Given text:
┌──

It’s been a while since I posted here… things have actually being going pretty well considering all that I’ve been through in the past few years. I got a case manager and peer specialist, and they helped me apply for SSI disability, which I should find out in September if I got it. I’ve started going back to AA at the suggestion of a friend who invited me to his home group, and I really enjoy this one particular meeting, which is an LGBT meeting. Some friends and I have also started a trans-only recovery group which is fucking spectacular and I love it. Some weeks we end the meeting early and go out for ice cream. It’s been so long since I’ve had friends I could call my own. Since I last updated, the group of friends that I’ve spent ALL my time with in the past 4-5 years just decided to up and dump me and stop talking to me. When I addressed the situation, only one of them replied to the email, and she stated that she needed to take care of some issues in her own life and couldn’t be there for me, when I needed them the most. Whatever issues must have been solved immediately because everyday they were posting pictures on Facebook showing how much fun they were having (without me) so I unfriended them all and deleted their phone numbers. Fuck them.

└──

Work task A:
Render this sentence from the personal update into Spanish: "Some weeks we end the meeting early and go out for ice cream."
Work task B:
Pick up the personal update after its final sentence, "Fuck them.", and keep writing in the same voice.
The referring expression data that comes after the personal update is not needed for any of this work.

Referring expression data:
┌──

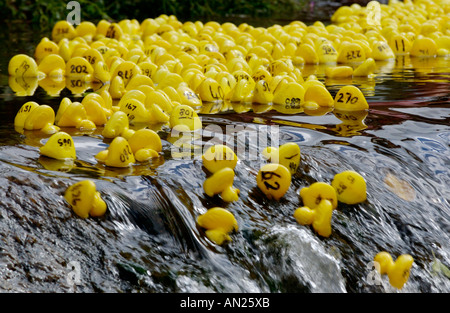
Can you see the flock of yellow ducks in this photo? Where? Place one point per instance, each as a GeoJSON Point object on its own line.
{"type": "Point", "coordinates": [163, 71]}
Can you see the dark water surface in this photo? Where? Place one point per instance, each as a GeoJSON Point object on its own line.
{"type": "Point", "coordinates": [148, 241]}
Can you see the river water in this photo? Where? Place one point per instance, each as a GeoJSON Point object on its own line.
{"type": "Point", "coordinates": [148, 240]}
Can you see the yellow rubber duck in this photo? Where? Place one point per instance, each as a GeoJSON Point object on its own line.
{"type": "Point", "coordinates": [117, 87]}
{"type": "Point", "coordinates": [135, 110]}
{"type": "Point", "coordinates": [188, 96]}
{"type": "Point", "coordinates": [218, 223]}
{"type": "Point", "coordinates": [274, 180]}
{"type": "Point", "coordinates": [22, 65]}
{"type": "Point", "coordinates": [44, 48]}
{"type": "Point", "coordinates": [339, 71]}
{"type": "Point", "coordinates": [221, 182]}
{"type": "Point", "coordinates": [145, 144]}
{"type": "Point", "coordinates": [350, 98]}
{"type": "Point", "coordinates": [319, 217]}
{"type": "Point", "coordinates": [23, 113]}
{"type": "Point", "coordinates": [41, 117]}
{"type": "Point", "coordinates": [118, 154]}
{"type": "Point", "coordinates": [59, 146]}
{"type": "Point", "coordinates": [73, 114]}
{"type": "Point", "coordinates": [95, 108]}
{"type": "Point", "coordinates": [117, 125]}
{"type": "Point", "coordinates": [61, 30]}
{"type": "Point", "coordinates": [262, 93]}
{"type": "Point", "coordinates": [85, 200]}
{"type": "Point", "coordinates": [381, 51]}
{"type": "Point", "coordinates": [398, 271]}
{"type": "Point", "coordinates": [424, 47]}
{"type": "Point", "coordinates": [79, 67]}
{"type": "Point", "coordinates": [289, 94]}
{"type": "Point", "coordinates": [350, 52]}
{"type": "Point", "coordinates": [365, 69]}
{"type": "Point", "coordinates": [53, 66]}
{"type": "Point", "coordinates": [350, 187]}
{"type": "Point", "coordinates": [287, 154]}
{"type": "Point", "coordinates": [101, 72]}
{"type": "Point", "coordinates": [218, 157]}
{"type": "Point", "coordinates": [316, 192]}
{"type": "Point", "coordinates": [184, 117]}
{"type": "Point", "coordinates": [317, 95]}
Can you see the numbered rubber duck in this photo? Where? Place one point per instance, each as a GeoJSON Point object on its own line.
{"type": "Point", "coordinates": [210, 90]}
{"type": "Point", "coordinates": [22, 65]}
{"type": "Point", "coordinates": [289, 94]}
{"type": "Point", "coordinates": [316, 192]}
{"type": "Point", "coordinates": [262, 93]}
{"type": "Point", "coordinates": [145, 144]}
{"type": "Point", "coordinates": [117, 125]}
{"type": "Point", "coordinates": [117, 87]}
{"type": "Point", "coordinates": [79, 68]}
{"type": "Point", "coordinates": [350, 187]}
{"type": "Point", "coordinates": [308, 54]}
{"type": "Point", "coordinates": [350, 98]}
{"type": "Point", "coordinates": [23, 113]}
{"type": "Point", "coordinates": [398, 271]}
{"type": "Point", "coordinates": [350, 52]}
{"type": "Point", "coordinates": [73, 114]}
{"type": "Point", "coordinates": [188, 96]}
{"type": "Point", "coordinates": [319, 217]}
{"type": "Point", "coordinates": [218, 157]}
{"type": "Point", "coordinates": [33, 116]}
{"type": "Point", "coordinates": [318, 96]}
{"type": "Point", "coordinates": [218, 223]}
{"type": "Point", "coordinates": [287, 154]}
{"type": "Point", "coordinates": [53, 66]}
{"type": "Point", "coordinates": [423, 47]}
{"type": "Point", "coordinates": [135, 110]}
{"type": "Point", "coordinates": [365, 69]}
{"type": "Point", "coordinates": [327, 53]}
{"type": "Point", "coordinates": [85, 200]}
{"type": "Point", "coordinates": [101, 72]}
{"type": "Point", "coordinates": [339, 71]}
{"type": "Point", "coordinates": [381, 51]}
{"type": "Point", "coordinates": [140, 80]}
{"type": "Point", "coordinates": [273, 180]}
{"type": "Point", "coordinates": [61, 30]}
{"type": "Point", "coordinates": [59, 146]}
{"type": "Point", "coordinates": [242, 91]}
{"type": "Point", "coordinates": [221, 182]}
{"type": "Point", "coordinates": [185, 118]}
{"type": "Point", "coordinates": [118, 154]}
{"type": "Point", "coordinates": [96, 110]}
{"type": "Point", "coordinates": [44, 48]}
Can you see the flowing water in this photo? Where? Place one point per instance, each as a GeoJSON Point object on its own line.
{"type": "Point", "coordinates": [148, 240]}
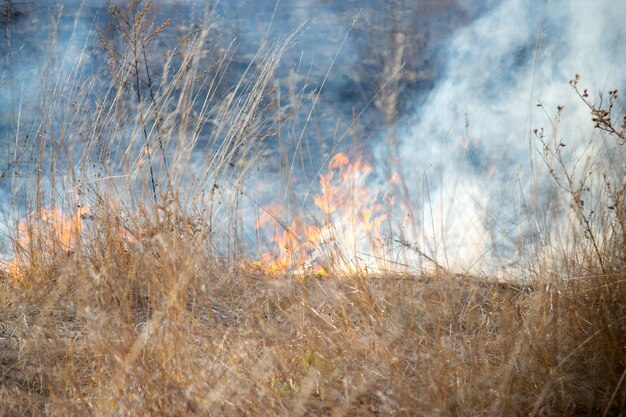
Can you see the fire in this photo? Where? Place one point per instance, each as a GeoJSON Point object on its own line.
{"type": "Point", "coordinates": [346, 231]}
{"type": "Point", "coordinates": [41, 232]}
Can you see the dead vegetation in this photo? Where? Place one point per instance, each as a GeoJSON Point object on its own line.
{"type": "Point", "coordinates": [143, 304]}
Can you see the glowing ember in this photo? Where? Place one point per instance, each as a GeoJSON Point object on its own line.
{"type": "Point", "coordinates": [346, 233]}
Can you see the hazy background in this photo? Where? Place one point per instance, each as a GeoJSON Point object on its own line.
{"type": "Point", "coordinates": [445, 93]}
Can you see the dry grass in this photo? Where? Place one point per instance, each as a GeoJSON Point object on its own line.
{"type": "Point", "coordinates": [163, 331]}
{"type": "Point", "coordinates": [148, 309]}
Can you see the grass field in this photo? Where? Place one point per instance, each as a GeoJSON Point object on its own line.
{"type": "Point", "coordinates": [134, 287]}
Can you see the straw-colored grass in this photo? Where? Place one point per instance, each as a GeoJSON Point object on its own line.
{"type": "Point", "coordinates": [145, 304]}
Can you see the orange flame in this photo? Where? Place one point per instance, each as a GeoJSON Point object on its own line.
{"type": "Point", "coordinates": [42, 231]}
{"type": "Point", "coordinates": [351, 218]}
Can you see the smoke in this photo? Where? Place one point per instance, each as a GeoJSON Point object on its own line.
{"type": "Point", "coordinates": [476, 71]}
{"type": "Point", "coordinates": [472, 136]}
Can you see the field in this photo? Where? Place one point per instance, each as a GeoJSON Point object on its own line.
{"type": "Point", "coordinates": [188, 233]}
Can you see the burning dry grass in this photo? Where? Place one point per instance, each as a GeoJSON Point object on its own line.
{"type": "Point", "coordinates": [143, 306]}
{"type": "Point", "coordinates": [157, 328]}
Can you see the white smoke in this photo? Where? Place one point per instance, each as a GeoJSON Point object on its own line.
{"type": "Point", "coordinates": [472, 137]}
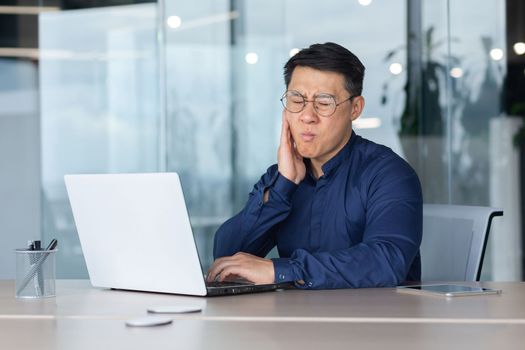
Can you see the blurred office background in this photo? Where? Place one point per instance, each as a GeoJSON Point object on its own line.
{"type": "Point", "coordinates": [110, 86]}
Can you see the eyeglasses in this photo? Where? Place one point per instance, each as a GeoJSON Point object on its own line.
{"type": "Point", "coordinates": [324, 104]}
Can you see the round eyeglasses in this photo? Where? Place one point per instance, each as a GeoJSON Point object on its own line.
{"type": "Point", "coordinates": [324, 104]}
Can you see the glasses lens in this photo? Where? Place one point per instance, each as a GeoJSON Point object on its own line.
{"type": "Point", "coordinates": [293, 102]}
{"type": "Point", "coordinates": [325, 105]}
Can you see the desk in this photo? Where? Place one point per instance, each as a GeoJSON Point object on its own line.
{"type": "Point", "coordinates": [81, 317]}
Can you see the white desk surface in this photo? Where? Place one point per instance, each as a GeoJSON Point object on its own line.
{"type": "Point", "coordinates": [95, 334]}
{"type": "Point", "coordinates": [77, 299]}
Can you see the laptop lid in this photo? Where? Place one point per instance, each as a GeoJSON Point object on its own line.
{"type": "Point", "coordinates": [135, 232]}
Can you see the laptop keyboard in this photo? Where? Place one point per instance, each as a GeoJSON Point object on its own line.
{"type": "Point", "coordinates": [226, 284]}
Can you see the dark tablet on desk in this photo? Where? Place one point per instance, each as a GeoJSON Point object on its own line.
{"type": "Point", "coordinates": [447, 290]}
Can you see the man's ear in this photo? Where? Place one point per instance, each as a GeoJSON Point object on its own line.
{"type": "Point", "coordinates": [358, 104]}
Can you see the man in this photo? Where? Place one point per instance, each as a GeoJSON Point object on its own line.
{"type": "Point", "coordinates": [343, 211]}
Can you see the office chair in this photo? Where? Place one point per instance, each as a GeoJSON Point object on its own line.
{"type": "Point", "coordinates": [454, 241]}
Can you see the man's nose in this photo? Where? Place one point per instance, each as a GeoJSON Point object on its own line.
{"type": "Point", "coordinates": [309, 114]}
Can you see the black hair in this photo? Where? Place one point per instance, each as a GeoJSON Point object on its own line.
{"type": "Point", "coordinates": [329, 57]}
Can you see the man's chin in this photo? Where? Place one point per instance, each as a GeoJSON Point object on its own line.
{"type": "Point", "coordinates": [305, 152]}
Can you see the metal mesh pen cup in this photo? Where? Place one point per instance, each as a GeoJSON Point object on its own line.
{"type": "Point", "coordinates": [35, 273]}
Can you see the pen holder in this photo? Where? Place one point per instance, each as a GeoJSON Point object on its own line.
{"type": "Point", "coordinates": [35, 273]}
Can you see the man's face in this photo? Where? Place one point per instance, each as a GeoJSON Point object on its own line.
{"type": "Point", "coordinates": [316, 137]}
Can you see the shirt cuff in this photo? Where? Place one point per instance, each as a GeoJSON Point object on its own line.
{"type": "Point", "coordinates": [284, 187]}
{"type": "Point", "coordinates": [283, 270]}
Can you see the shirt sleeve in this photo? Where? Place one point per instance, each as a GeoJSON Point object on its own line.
{"type": "Point", "coordinates": [252, 230]}
{"type": "Point", "coordinates": [391, 239]}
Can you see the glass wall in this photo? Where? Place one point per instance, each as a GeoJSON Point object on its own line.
{"type": "Point", "coordinates": [99, 105]}
{"type": "Point", "coordinates": [195, 87]}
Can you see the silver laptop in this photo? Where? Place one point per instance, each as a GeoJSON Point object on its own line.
{"type": "Point", "coordinates": [135, 234]}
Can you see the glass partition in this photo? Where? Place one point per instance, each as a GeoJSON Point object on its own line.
{"type": "Point", "coordinates": [195, 87]}
{"type": "Point", "coordinates": [99, 106]}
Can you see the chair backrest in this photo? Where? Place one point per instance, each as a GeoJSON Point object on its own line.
{"type": "Point", "coordinates": [454, 241]}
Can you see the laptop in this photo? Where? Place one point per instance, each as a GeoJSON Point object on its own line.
{"type": "Point", "coordinates": [135, 234]}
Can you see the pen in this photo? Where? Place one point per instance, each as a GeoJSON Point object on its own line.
{"type": "Point", "coordinates": [38, 264]}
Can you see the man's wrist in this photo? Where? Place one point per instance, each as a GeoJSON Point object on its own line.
{"type": "Point", "coordinates": [283, 270]}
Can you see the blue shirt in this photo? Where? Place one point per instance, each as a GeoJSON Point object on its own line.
{"type": "Point", "coordinates": [358, 225]}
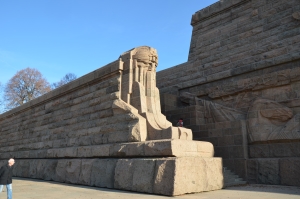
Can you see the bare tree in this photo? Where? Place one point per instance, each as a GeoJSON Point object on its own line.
{"type": "Point", "coordinates": [66, 79]}
{"type": "Point", "coordinates": [24, 86]}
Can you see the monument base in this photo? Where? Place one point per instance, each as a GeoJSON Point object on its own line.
{"type": "Point", "coordinates": [165, 176]}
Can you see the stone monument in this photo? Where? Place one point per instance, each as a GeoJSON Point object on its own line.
{"type": "Point", "coordinates": [106, 129]}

└──

Answer box A:
Algunas semanas terminamos la reunión temprano y salimos a tomar helado.

Answer box B:
At the same time, I am super depressed. I cry everyday at everything that happens. I’ll be watching old baseball videos on Youtube and I’ll cry when the guy hits a homerun. Who does that? My new meds, as effective as they are, cause me to tremor, which I don’t really notice anymore but my brother did today and now I am noticing it more. Last month I went into a manic episode for about 2 weeks. I couldn’t sleep, well, didn’t want to sleep, felt like I could run a fucking marathon. It was the best I have felt in the past few years. My psychiatrist said I am probably still hypomanic a bit, but I don’t know if I believe that. Last week I found out my therapist of 6 years is retiring in February and it sent me into a deep depression for the week, and I’m still not out of it. I am having urges to hurt myself but I am able to stop myself.
Another thing that really triggered me today, which is probably why I’m updating, is Robin William’s apparent suicide. I don’t know why it is hitting so close to home. What my mind is thinking is that he must have been struggling and suffering so long with depression to decide to take his life, and why should I wait until I’m 63 if I’m just as miserable and struggling just as much? Why don’t I just end it now? Last year at this time I was in the hospital so I guess my life has shown some improvement as I haven’t been in the hospital since March (this is a record for me). I put on a fake smile and pretend everything is okay for the people who care about me but in reality I am hurting so much. I am hurting that I got ditched by my only friends. I am hurting that my therapist is retiring. I am hurting that I have no money and can’t do anything *fun* because I need to spend the money my parents give me on bills and medication. I spend all day everyday in my apartment playing video games or watching TV unless I force myself to go out for a walk which I haven’t lately. I was going to the gym which was making me feel good but I tore something near my shoulder and have been having to get steroid injections from my doctor. My life just isn’t going as planned and I’m really struggling with that right now.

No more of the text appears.